**Job:** Count the lines of the data below that contain the string "shaded", treating uppercase and lowercase as distinct, and reply with the number alone.

**Excerpted data:**
---

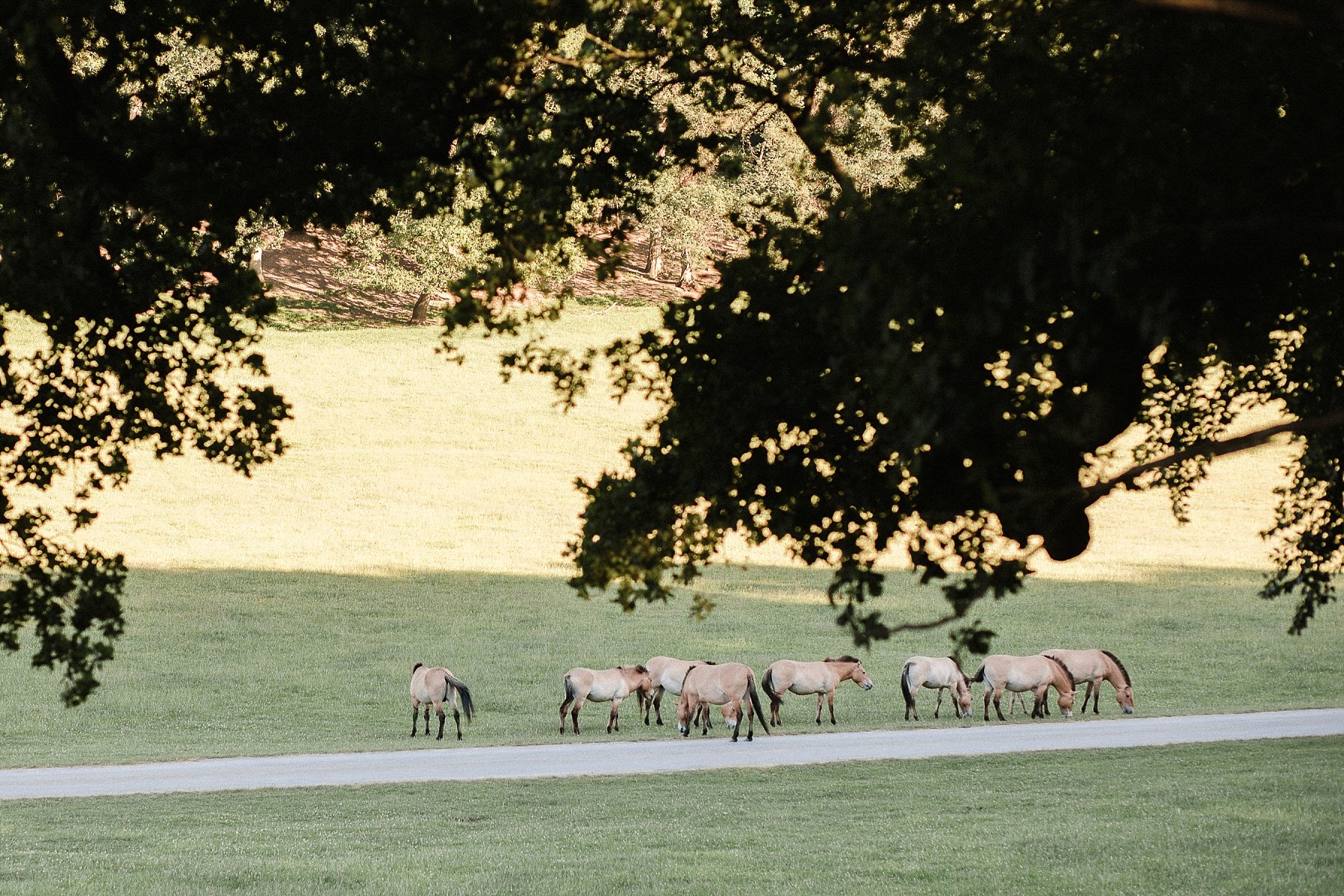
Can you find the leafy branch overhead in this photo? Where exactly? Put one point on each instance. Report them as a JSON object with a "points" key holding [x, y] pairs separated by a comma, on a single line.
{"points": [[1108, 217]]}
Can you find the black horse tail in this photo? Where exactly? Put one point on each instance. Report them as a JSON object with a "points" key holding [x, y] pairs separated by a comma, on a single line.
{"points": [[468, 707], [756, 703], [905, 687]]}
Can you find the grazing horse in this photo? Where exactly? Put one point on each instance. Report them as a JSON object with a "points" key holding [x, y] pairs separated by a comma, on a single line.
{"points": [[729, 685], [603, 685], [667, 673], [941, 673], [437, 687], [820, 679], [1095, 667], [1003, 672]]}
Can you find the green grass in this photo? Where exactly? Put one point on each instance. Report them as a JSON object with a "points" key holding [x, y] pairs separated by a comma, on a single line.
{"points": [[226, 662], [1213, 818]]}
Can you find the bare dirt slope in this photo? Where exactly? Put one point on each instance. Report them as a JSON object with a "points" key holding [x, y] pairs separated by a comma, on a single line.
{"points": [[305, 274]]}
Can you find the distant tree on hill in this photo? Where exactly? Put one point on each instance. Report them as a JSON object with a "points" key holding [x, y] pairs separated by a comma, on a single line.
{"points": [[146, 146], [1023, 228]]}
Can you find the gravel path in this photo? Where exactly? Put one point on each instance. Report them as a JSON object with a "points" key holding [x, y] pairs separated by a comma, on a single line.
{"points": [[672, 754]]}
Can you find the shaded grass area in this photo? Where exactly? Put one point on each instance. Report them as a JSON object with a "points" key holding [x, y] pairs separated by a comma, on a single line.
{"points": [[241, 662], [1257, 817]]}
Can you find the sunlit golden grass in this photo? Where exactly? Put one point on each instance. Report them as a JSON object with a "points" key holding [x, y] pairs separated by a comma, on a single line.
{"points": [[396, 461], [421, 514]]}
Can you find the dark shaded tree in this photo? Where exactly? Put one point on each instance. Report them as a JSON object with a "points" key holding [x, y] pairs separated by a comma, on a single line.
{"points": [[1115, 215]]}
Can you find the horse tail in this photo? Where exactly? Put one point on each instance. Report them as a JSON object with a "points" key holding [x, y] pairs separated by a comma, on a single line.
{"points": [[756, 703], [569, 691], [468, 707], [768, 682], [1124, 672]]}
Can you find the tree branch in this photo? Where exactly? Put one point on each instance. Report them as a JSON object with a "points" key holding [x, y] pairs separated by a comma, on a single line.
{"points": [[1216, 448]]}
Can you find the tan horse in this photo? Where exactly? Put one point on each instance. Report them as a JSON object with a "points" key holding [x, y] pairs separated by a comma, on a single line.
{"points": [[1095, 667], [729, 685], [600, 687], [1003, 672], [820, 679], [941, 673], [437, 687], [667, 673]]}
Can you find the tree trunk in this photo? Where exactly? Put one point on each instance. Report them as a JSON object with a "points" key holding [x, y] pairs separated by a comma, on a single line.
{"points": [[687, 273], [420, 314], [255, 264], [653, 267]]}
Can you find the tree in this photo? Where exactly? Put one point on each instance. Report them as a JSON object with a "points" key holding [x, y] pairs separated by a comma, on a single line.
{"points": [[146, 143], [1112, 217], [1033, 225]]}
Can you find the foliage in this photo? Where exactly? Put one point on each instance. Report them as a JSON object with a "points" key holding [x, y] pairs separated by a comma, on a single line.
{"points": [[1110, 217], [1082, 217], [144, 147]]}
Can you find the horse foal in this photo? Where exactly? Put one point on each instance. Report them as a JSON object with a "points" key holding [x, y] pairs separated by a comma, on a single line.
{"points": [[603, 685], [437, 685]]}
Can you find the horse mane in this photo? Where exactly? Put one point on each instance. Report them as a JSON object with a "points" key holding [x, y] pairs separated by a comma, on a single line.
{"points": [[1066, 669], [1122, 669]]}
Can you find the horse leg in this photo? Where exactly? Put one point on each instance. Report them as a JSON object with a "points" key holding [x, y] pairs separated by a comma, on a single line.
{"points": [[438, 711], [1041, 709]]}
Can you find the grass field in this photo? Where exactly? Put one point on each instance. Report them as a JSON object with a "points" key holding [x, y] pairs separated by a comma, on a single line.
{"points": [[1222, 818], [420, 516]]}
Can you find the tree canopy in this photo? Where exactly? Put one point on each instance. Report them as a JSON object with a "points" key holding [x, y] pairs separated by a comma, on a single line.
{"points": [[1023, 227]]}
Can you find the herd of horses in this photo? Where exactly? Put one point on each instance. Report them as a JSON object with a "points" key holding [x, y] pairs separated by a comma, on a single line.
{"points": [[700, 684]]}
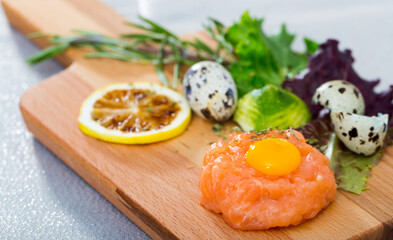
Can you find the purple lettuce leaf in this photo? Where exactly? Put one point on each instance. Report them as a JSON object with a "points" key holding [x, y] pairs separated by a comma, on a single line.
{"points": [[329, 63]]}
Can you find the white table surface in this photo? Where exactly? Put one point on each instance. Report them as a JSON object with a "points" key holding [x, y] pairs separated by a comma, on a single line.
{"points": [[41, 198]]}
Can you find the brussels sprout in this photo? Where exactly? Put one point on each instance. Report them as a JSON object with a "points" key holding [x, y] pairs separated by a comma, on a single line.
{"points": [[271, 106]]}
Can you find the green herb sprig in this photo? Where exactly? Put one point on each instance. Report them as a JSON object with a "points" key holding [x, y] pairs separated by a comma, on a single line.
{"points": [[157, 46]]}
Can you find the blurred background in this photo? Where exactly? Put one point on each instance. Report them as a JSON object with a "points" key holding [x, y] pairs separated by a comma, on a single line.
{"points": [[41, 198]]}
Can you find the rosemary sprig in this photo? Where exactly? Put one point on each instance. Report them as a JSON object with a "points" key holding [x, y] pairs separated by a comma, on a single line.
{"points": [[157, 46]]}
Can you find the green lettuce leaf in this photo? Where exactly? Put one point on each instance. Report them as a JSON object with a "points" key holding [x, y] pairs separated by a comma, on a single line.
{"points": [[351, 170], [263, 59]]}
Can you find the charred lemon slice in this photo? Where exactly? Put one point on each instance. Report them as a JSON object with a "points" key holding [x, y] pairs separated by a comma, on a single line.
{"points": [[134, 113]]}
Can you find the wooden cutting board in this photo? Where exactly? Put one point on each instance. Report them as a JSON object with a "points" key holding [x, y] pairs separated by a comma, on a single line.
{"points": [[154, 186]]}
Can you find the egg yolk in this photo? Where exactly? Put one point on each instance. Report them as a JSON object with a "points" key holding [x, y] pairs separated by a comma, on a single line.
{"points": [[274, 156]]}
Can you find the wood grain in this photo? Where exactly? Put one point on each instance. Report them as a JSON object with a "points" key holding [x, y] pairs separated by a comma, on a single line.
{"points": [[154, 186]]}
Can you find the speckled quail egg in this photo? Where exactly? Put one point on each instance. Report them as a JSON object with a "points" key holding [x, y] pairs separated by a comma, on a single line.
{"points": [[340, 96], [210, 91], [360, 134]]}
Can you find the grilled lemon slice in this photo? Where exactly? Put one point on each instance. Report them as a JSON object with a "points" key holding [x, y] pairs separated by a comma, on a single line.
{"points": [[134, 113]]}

---

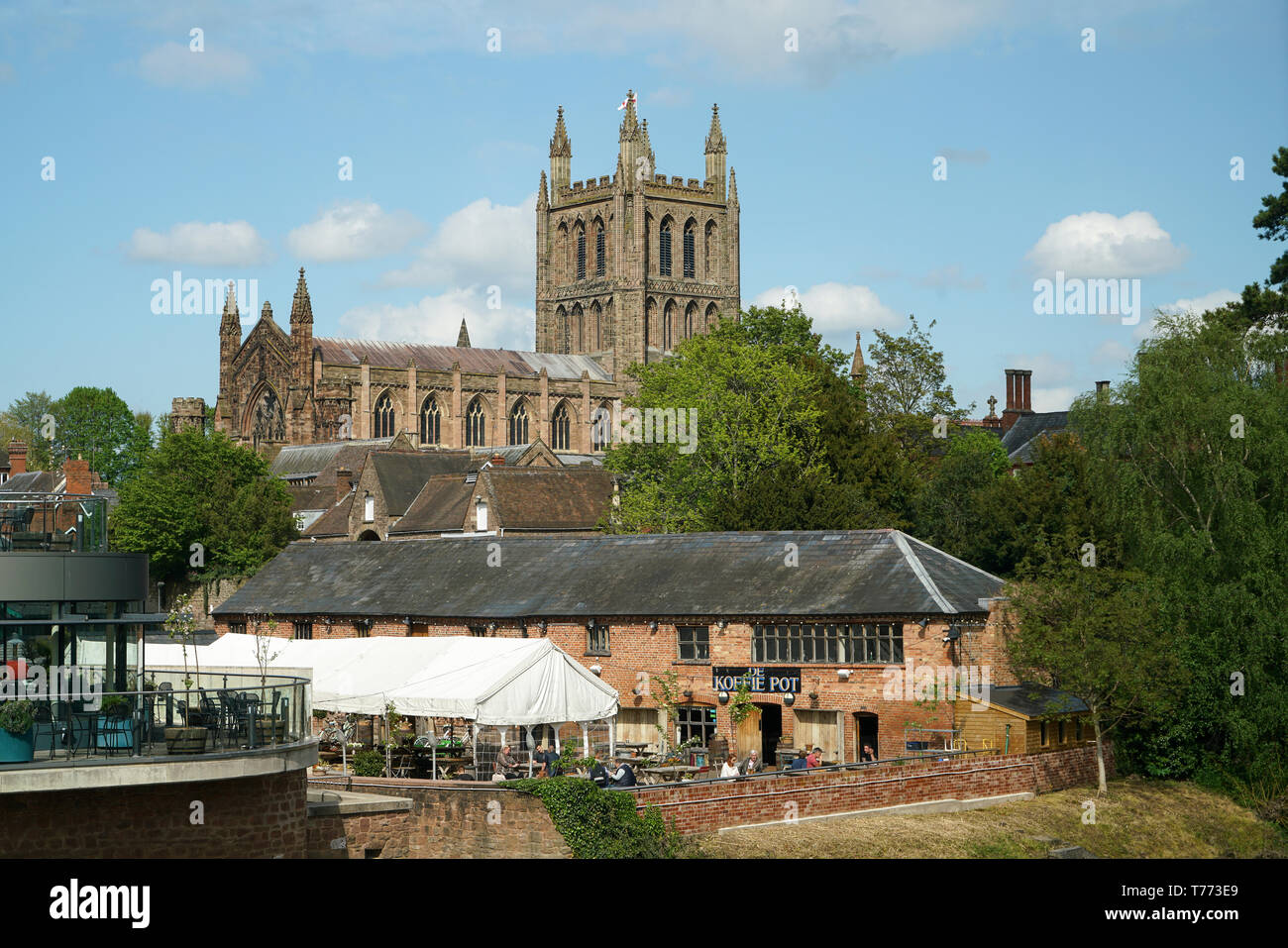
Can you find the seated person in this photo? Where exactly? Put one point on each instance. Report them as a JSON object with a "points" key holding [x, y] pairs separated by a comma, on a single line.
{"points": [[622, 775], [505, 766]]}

---

**Output of the exercise:** 2